* [WHAT TO WORK ON]:
1 > Copy the passage of the drawings description starting at "BRIEF DESCRIPTION OF" and ending at "may be implemented.".
2 > Shorten the paragraph of the drawings description that begins "The embodiments of the invention are illustrated" into a brief list that keeps its main facts.
3 > According to the drawings description, which figure shows a flow diagram of an example method for the third embodiment?

* [SOURCE DOCUMENT]:
BRIEF DESCRIPTION OF THE DRAWINGS
[0008] The embodiments of the invention are illustrated by way of
example and not by way of limitation in the figures of the
accompanying drawings in which like references indicate similar
elements. It should be noted that references to "an" or "one"
embodiment of the invention in this disclosure are not necessarily
to the same embodiment, and they mean at least one. In the
drawings:
[0009] FIG. 1 illustrates an example of the headset in use
according to one embodiment of the invention.
[0010] FIG. 2 illustrates an example of the right side of the
headset used with a consumer electronic device in which an
embodiment of the invention may be implemented.
[0011] FIG. 3 illustrates a block diagram of a system detecting a
user's voice activity according to a first embodiment of the
invention.
[0012] FIG. 4 illustrates a flow diagram of an example method of
detecting a user's voice activity according to the first embodiment
of the invention.
[0013] FIG. 5 illustrates a block diagram of a system detecting a
user's voice activity according to a second embodiment of the
invention.
[0014] FIG. 6 illustrates a flow diagram of an example method of
detecting a user's voice activity according to the second
embodiment of the invention.
[0015] FIG. 7 illustrates a block diagram of a system detecting a
user's voice activity according to a third embodiment of the
invention.
[0016] FIG. 8 illustrates a flow diagram of an example method of
detecting a user's voice activity according to the third embodiment
of the invention.
[0017] FIG. 9 illustrates a block diagram of a system detecting a
user's voice activity according to a fourth embodiment of the
invention.
[0018] FIG. 10 illustrates a flow diagram of an example method of
detecting a user's voice activity according to the fourth
embodiment of the invention.
[0019] FIG. 11 illustrates a block diagram of a system detecting a
user's voice activity according to a fifth embodiment of the
invention.

* [SUPPLIED MATERIAL]:
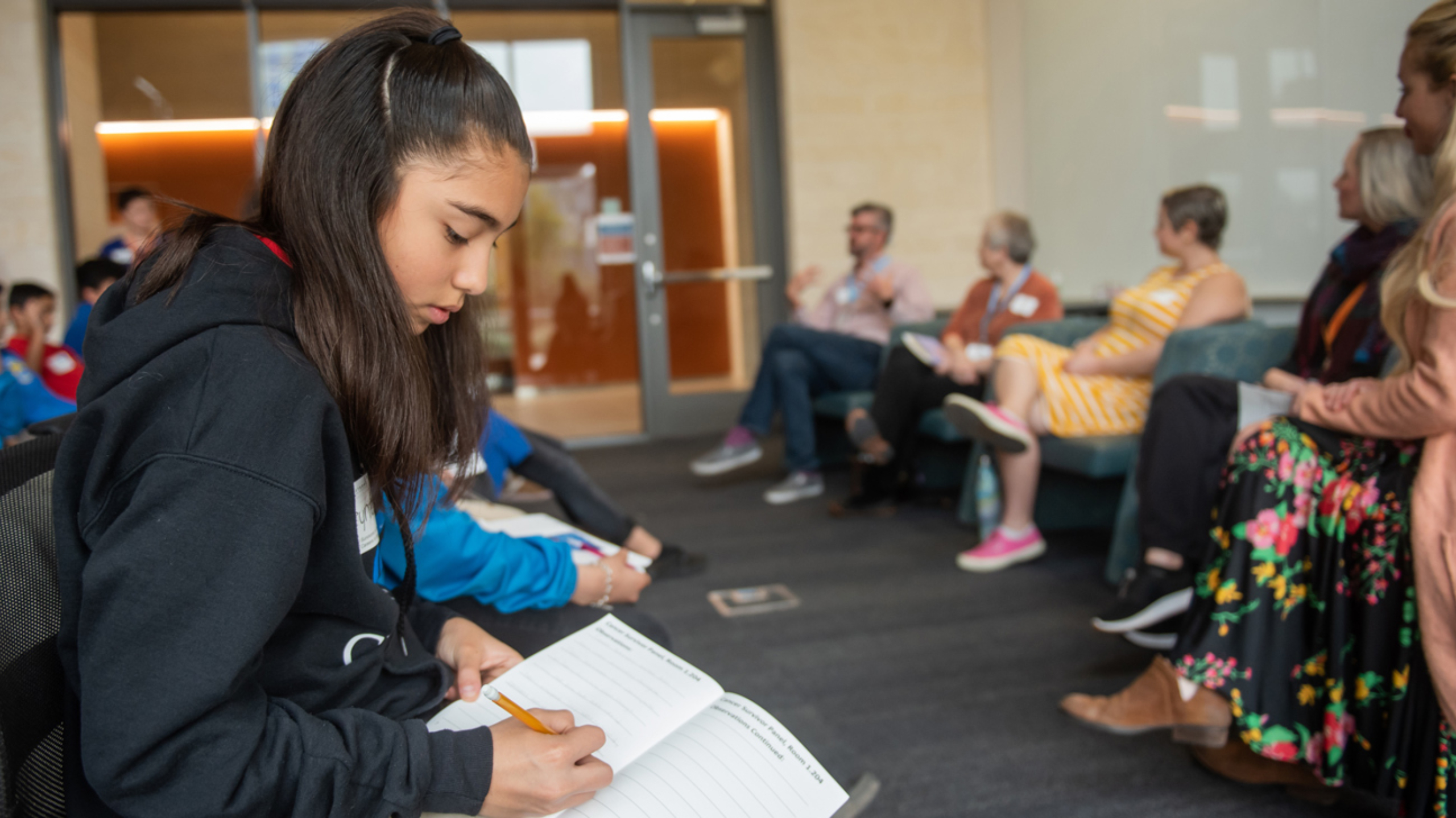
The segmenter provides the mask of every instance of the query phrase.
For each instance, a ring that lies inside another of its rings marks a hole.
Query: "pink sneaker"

* [OUTPUTS]:
1 >
BRIEF DESCRIPTION OF THE DRAWINGS
[0008] The embodiments of the invention are illustrated by way of
example and not by way of limitation in the figures of the
accompanying drawings in which like references indicate similar
elements. It should be noted that references to "an" or "one"
embodiment of the invention in this disclosure are not necessarily
to the same embodiment, and they mean at least one. In the
drawings:
[0009] FIG. 1 illustrates an example of the headset in use
according to one embodiment of the invention.
[0010] FIG. 2 illustrates an example of the right side of the
headset used with a consumer electronic device in which an
embodiment of the invention may be implemented.

2 >
- The embodiments are illustrated in the accompanying drawings by way of example, not limitation.
- Like references in the drawings indicate similar elements.
- References to "an" or "one" embodiment are not necessarily to the same embodiment and mean at least one.

3 > FIG. 8.